Set down every record exactly as it appears.

Start of Materials provided

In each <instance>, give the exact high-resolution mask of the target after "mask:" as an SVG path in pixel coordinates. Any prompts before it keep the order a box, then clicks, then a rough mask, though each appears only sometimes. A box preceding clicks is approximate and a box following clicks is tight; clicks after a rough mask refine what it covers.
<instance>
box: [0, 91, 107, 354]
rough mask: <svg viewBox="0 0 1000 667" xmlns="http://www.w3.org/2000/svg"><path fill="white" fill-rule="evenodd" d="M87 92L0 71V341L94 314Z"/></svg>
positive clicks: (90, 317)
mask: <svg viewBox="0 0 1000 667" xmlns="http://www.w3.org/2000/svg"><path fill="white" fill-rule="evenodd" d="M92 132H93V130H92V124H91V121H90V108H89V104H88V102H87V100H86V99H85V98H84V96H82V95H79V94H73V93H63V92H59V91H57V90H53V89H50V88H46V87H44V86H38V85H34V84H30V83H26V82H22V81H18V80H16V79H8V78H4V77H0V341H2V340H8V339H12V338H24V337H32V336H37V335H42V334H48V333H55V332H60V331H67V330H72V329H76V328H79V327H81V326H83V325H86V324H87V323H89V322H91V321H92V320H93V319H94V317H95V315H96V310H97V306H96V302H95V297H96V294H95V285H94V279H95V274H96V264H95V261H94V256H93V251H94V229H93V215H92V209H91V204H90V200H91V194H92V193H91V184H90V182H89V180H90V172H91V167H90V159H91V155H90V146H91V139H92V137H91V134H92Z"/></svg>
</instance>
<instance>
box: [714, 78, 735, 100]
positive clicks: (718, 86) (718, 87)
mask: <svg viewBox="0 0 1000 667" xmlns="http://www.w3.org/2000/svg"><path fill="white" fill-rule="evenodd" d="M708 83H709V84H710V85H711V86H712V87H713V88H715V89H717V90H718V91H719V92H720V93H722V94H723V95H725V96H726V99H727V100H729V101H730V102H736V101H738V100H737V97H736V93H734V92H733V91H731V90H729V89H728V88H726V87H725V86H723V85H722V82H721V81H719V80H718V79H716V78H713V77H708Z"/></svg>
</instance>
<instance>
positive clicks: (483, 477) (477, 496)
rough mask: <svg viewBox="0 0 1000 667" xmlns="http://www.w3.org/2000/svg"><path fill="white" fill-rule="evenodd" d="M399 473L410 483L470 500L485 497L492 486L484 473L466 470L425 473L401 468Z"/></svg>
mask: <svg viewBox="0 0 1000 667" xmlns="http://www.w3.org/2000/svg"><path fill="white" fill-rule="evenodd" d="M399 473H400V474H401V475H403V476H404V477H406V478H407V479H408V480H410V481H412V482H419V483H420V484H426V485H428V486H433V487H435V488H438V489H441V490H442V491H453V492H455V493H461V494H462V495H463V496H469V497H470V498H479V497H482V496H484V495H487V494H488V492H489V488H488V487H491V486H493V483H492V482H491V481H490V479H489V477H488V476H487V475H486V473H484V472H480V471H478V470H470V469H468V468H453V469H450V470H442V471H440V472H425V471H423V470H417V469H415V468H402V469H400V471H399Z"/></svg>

End of Materials provided

*Exercise solution*
In each <instance>, give the exact high-resolution mask of the target after "mask:" as an SVG path in pixel coordinates. Any prompts before it keep the order a box, then clicks, then a rough mask, though each appears only sometimes. A box preceding clicks is approximate and a box following clicks is tight; clicks after a rough mask refine what it covers.
<instance>
box: [0, 91, 107, 354]
rough mask: <svg viewBox="0 0 1000 667" xmlns="http://www.w3.org/2000/svg"><path fill="white" fill-rule="evenodd" d="M87 92L0 71V341L94 314Z"/></svg>
positive clicks: (90, 317)
mask: <svg viewBox="0 0 1000 667" xmlns="http://www.w3.org/2000/svg"><path fill="white" fill-rule="evenodd" d="M92 132H93V130H92V124H91V121H90V108H89V104H88V102H87V100H86V99H85V98H84V96H82V95H79V94H73V93H63V92H59V91H57V90H53V89H50V88H46V87H44V86H38V85H34V84H30V83H26V82H22V81H18V80H16V79H8V78H4V77H0V341H2V340H8V339H12V338H24V337H32V336H37V335H42V334H48V333H55V332H60V331H67V330H72V329H76V328H79V327H81V326H83V325H86V324H87V323H89V322H91V321H92V320H93V319H94V317H95V315H96V310H97V306H96V302H95V297H96V294H95V285H94V279H95V274H96V264H95V261H94V256H93V251H94V229H93V215H92V209H91V204H90V200H91V194H92V193H91V184H90V182H89V180H90V172H91V167H90V159H91V155H90V146H91V139H92V137H91V134H92Z"/></svg>
</instance>
<instance>
box: [714, 78, 735, 100]
positive clicks: (718, 86) (718, 87)
mask: <svg viewBox="0 0 1000 667" xmlns="http://www.w3.org/2000/svg"><path fill="white" fill-rule="evenodd" d="M708 83H709V84H710V85H711V86H712V87H713V88H715V89H717V90H718V91H719V92H720V93H722V94H723V95H725V96H726V99H727V100H729V101H730V102H736V101H738V100H737V97H736V93H734V92H733V91H731V90H729V89H728V88H726V87H725V86H723V85H722V82H721V81H719V80H718V79H716V78H713V77H708Z"/></svg>
</instance>
<instance>
positive clicks: (483, 477) (477, 496)
rough mask: <svg viewBox="0 0 1000 667" xmlns="http://www.w3.org/2000/svg"><path fill="white" fill-rule="evenodd" d="M399 473L410 483L470 500L485 497L492 486L484 473L466 470L425 473L401 468Z"/></svg>
mask: <svg viewBox="0 0 1000 667" xmlns="http://www.w3.org/2000/svg"><path fill="white" fill-rule="evenodd" d="M399 473H400V474H401V475H403V476H404V477H406V478H407V479H408V480H410V481H412V482H419V483H420V484H426V485H428V486H433V487H435V488H438V489H441V490H442V491H453V492H455V493H461V494H462V495H463V496H469V497H470V498H479V497H482V496H484V495H487V494H488V492H489V488H488V487H491V486H493V483H492V482H491V481H490V479H489V477H488V476H487V475H486V473H484V472H480V471H478V470H470V469H468V468H453V469H450V470H442V471H440V472H425V471H423V470H417V469H415V468H402V469H400V471H399Z"/></svg>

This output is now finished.